### Task directions
Please transcribe the pen-kit forum thread word for word from "I think there" to "loglugger (Dec 29, 2007)".

### Excerpted text
■ ■ ■ ■ ■
Well, I'm sticking with giving Woodturningz my business. As everyone knows s%7t happens, but a company that makes things right quickly without quibbling is well worth betting customer service will stay good.


----------



## bradbn4 (Dec 28, 2007)

I have ordered a buch from Woodturningz - and they were one of my first orders when the bug hit me.  The normal "cheap" kits - well I can do without.  If I want to go low end - I order the Chrome or Nickel - that way the pen hardware will last.

Bradbn4 - Colorado is a cool place to be, around 5 outside right now


----------



## jrc (Dec 29, 2007)

I think there should be a topic on this sort of thing. If someone gets some bad kits, everyone should be aware of it.
I posted something about these kits I got from WZ the first of December.


----------



## loglugger (Dec 29, 2007)

These kits have been around for over a year. I have 16 that I had to eat because I waited about 11 months to put them together. Check your kits when you get them or you way be out of luck. The kits are from WZ.
Bob


----------



## DocStram (Dec 30, 2007)

> _Originally posted by loglugger_
> 
> These kits have been around for over a year. I have 16 that I had to eat because I waited about 11 months to put them together. Check your kits when you get them or you way be out of luck. The kits are from WZ.
> Bob



Bob ... did you talk with WZ about returning them?


----------



## loglugger (Dec 30, 2007)

Al, Yes I did, long story, I called and they said I had bought them 11 months ago and that was to long. The tubes were to big the tips and transmissions slide in very easy I sent the tubes back anyway and they did send me new tubes but that didn't do the job, it helped and with a little CA I got the tips to stay in but the tubes still slipped and would not turn the transmission. That is why I said to check the kits when you get then but it is kind of hard to see if the tips are going to fit until you put them together. I have always gotten the Fancy pen kits from them and up to that time they had been good. I get 20 at a time and always keep 20 ahead is why it had been 11 months.
Bob


----------



## tnick (Jan 5, 2008)

Hello Gang - This is Tracey from Wood-N-Whimsies.  Tim and I are reading all the posts and as pen turners and suppliers we value opinions from everyone. We have been using the same supplier for all but the first six months of our existence.  We do take a sample of every shipment that comes to us and work with our vendor if there are quality issues.   We do rely heavily on customer feedback to make improvements and take it seriously as we also turn these kits.   We work hard to balance quality/price.    Greed is not part of our motto.  We started supplying because we wanted to be able to help people get the supplies they wanted for their turning projects at a fair price.   You can't rip people off and get them to come back for more.  We do stand behind everything we sell regardless if it's from PSI (via their overseas supplier) or ours.   We know we can't please everyone 100% of the time but do aim to please the majority.  If you have suggestions at any time feel free to let us know.  [:I]


----------



## ed4copies (Jan 5, 2008)
■ ■ ■ ■ ■
### Provided data

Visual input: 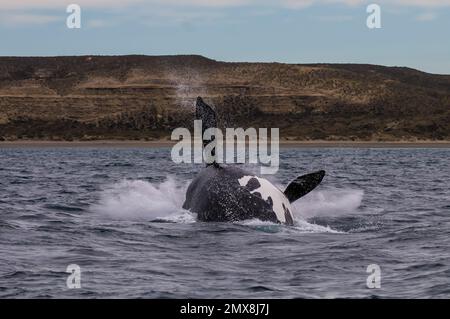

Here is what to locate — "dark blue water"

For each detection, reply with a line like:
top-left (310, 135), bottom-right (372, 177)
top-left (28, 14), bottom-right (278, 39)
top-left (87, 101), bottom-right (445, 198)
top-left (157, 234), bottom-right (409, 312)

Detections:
top-left (0, 148), bottom-right (450, 298)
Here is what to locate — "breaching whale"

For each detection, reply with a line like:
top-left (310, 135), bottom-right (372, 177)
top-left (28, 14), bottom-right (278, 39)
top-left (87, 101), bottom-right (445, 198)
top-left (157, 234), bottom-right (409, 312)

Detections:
top-left (183, 97), bottom-right (325, 225)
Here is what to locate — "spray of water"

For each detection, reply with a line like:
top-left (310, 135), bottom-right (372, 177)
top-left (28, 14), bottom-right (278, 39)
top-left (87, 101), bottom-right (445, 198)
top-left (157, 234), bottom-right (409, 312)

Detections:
top-left (91, 177), bottom-right (363, 232)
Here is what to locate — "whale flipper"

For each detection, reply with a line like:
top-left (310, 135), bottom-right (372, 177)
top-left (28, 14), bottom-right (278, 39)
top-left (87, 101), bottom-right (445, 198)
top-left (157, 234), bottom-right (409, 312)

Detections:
top-left (195, 96), bottom-right (219, 167)
top-left (284, 171), bottom-right (325, 203)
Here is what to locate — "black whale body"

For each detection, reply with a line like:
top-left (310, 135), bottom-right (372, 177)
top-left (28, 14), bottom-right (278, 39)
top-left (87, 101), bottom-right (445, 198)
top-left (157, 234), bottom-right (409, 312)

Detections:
top-left (183, 97), bottom-right (325, 225)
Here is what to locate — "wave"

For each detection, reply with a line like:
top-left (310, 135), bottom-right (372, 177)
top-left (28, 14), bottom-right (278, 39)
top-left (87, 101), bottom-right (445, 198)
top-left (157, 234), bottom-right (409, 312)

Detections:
top-left (292, 188), bottom-right (364, 219)
top-left (90, 177), bottom-right (364, 232)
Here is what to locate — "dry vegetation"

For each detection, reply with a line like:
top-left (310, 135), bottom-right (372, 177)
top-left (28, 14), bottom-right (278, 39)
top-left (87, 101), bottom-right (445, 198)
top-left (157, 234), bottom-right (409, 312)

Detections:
top-left (0, 56), bottom-right (450, 141)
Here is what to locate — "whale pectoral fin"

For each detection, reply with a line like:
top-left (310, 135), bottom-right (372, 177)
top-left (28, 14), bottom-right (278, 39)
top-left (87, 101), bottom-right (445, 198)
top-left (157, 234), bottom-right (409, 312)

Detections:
top-left (284, 171), bottom-right (325, 203)
top-left (195, 96), bottom-right (220, 168)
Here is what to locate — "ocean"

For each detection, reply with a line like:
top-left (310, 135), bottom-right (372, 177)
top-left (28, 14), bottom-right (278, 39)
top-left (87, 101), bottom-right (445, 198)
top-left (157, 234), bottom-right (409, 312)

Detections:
top-left (0, 147), bottom-right (450, 298)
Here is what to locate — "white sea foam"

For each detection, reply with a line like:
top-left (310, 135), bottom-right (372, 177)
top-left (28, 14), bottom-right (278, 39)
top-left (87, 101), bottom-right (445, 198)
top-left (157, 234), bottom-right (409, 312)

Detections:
top-left (91, 177), bottom-right (363, 232)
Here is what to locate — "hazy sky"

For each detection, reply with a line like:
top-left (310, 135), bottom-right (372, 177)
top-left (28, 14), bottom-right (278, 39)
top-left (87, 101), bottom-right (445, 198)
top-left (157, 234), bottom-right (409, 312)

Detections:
top-left (0, 0), bottom-right (450, 74)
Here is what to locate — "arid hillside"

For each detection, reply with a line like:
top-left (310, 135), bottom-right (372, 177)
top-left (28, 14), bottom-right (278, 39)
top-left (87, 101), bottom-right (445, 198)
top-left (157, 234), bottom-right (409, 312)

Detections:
top-left (0, 56), bottom-right (450, 141)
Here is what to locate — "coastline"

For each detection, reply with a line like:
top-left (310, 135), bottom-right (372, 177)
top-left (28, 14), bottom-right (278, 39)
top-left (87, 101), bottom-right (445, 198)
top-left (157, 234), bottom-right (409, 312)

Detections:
top-left (0, 140), bottom-right (450, 149)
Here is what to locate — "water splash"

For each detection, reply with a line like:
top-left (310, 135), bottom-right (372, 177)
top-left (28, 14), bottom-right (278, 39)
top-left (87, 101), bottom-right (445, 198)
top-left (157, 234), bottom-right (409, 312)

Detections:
top-left (91, 177), bottom-right (356, 232)
top-left (91, 177), bottom-right (193, 222)
top-left (292, 188), bottom-right (364, 219)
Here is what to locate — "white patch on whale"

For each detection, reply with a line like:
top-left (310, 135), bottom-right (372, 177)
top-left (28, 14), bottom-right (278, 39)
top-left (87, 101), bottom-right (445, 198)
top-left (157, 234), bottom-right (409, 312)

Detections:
top-left (238, 175), bottom-right (294, 223)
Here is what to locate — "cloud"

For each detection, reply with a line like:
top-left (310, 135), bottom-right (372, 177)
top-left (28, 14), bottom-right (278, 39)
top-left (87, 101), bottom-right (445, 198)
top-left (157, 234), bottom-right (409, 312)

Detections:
top-left (0, 0), bottom-right (450, 9)
top-left (416, 12), bottom-right (437, 22)
top-left (0, 13), bottom-right (63, 26)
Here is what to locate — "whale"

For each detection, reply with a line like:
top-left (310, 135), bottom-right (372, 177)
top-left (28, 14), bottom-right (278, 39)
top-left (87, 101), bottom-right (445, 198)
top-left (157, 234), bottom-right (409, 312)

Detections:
top-left (183, 97), bottom-right (325, 226)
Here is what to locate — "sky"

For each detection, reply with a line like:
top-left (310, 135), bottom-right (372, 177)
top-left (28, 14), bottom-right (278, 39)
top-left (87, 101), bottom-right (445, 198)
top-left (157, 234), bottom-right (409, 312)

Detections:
top-left (0, 0), bottom-right (450, 74)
■ ■ ■ ■ ■
### Response below
I think there should be a topic on this sort of thing. If someone gets some bad kits, everyone should be aware of it.
I posted something about these kits I got from WZ the first of December.


----------



## loglugger (Dec 29, 2007)